* START *

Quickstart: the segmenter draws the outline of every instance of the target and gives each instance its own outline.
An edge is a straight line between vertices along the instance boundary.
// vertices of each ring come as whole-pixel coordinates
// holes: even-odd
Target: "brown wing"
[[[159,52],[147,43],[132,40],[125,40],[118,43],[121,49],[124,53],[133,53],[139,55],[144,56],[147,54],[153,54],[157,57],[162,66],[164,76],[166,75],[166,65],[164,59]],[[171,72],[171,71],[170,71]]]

* END *

[Short exercise] Reproduce the data above line for line, with no changes.

[Solution to this problem]
Quickstart: the segmenter draws the outline of every instance of the target and gives each instance its own outline.
An edge is a straight line between vertices along the instance boundary.
// vertices of each ring come as whole-pixel coordinates
// holes: even-odd
Target: "brown wing"
[[[159,52],[147,43],[132,40],[125,40],[118,43],[121,49],[124,53],[133,53],[139,55],[144,56],[147,54],[153,54],[157,57],[162,66],[164,76],[166,75],[166,65],[164,59]],[[171,72],[171,71],[170,71]]]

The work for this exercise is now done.